◆ Prompt
Transcribe the rest of the listing below, starting with the line that contains "Task: Tag the mattress" and ending with the last line, exactly as written.

◆ Material for this task
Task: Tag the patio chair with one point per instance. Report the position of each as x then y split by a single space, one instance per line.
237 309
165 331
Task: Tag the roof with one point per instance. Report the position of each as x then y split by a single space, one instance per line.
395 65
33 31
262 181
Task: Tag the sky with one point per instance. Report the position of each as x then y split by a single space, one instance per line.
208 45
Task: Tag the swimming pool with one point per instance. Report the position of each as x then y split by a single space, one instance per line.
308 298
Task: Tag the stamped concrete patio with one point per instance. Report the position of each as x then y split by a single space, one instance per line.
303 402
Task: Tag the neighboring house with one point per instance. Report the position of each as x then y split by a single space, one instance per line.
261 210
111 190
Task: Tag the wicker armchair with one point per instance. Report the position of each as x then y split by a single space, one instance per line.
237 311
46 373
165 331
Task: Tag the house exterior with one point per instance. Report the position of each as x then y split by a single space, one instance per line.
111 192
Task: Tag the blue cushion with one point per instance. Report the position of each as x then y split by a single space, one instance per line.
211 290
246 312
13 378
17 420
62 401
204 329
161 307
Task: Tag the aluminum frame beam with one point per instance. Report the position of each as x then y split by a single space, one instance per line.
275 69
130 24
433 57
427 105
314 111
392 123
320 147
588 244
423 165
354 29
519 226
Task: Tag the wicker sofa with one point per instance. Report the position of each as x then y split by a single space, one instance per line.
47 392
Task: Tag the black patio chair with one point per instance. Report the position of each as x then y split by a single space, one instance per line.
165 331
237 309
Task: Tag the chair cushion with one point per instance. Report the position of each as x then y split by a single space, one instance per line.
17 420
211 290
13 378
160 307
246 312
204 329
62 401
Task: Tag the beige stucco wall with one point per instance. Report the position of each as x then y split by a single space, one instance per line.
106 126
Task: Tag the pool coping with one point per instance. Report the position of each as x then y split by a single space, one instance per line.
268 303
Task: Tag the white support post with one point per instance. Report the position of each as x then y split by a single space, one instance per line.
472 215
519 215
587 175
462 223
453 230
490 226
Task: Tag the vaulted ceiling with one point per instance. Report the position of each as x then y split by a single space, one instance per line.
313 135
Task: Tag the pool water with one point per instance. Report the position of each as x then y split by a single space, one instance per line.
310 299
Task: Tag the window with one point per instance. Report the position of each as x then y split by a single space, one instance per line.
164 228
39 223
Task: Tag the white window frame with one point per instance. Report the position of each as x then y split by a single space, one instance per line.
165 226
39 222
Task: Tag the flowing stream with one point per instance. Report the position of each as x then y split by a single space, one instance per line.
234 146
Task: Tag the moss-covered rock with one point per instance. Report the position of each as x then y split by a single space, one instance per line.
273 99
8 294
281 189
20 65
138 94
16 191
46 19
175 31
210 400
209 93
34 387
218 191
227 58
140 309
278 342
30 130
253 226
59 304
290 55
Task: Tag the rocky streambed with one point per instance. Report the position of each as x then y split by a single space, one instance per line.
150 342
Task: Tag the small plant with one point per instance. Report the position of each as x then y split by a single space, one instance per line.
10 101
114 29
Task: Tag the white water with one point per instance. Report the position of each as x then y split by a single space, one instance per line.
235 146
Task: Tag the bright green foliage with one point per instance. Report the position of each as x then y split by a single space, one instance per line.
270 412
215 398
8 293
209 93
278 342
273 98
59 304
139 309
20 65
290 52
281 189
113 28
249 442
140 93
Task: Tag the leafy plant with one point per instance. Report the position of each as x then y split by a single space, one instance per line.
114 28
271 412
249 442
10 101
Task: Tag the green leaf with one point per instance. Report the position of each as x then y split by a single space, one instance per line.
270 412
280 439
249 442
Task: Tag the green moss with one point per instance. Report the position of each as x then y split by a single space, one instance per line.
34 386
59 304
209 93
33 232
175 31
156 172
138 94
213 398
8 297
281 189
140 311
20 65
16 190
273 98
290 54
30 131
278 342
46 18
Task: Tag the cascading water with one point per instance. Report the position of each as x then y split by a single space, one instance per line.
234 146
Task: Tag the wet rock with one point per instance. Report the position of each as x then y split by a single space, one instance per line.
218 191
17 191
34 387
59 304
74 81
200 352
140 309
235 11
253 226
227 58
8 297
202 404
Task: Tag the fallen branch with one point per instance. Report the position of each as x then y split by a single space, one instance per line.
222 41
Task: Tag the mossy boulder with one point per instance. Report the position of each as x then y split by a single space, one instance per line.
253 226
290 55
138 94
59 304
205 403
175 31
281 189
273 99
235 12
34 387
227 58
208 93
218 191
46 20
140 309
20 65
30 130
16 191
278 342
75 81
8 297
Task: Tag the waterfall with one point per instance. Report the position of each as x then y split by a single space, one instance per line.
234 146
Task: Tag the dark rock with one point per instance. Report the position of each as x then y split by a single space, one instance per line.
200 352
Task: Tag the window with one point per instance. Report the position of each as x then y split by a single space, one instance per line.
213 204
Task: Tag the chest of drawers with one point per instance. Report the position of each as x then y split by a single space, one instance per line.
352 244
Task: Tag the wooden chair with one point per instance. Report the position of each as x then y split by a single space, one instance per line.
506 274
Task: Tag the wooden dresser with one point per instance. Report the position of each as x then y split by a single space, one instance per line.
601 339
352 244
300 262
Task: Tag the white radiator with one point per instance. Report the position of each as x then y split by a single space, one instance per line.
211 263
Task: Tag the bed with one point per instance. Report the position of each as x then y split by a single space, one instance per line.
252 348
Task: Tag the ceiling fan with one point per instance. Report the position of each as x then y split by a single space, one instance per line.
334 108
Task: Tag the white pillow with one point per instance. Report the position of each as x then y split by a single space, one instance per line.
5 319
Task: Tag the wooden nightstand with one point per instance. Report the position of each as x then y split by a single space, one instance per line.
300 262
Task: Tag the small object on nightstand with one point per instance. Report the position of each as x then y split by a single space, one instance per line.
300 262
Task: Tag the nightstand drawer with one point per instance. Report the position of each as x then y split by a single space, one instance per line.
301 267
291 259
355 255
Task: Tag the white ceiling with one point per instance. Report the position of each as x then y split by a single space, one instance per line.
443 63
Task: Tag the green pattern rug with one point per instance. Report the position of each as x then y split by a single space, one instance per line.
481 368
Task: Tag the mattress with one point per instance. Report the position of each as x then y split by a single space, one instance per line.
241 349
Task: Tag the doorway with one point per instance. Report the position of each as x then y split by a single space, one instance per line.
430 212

◆ Problem solution
Task: Tag the mattress with one point per instance. Report the position of each as x then y split by a single space, one instance per line.
241 349
Task: Tag the doorway with one point per instance. Report the position of each as x then y split by a single space, one instance per line.
430 212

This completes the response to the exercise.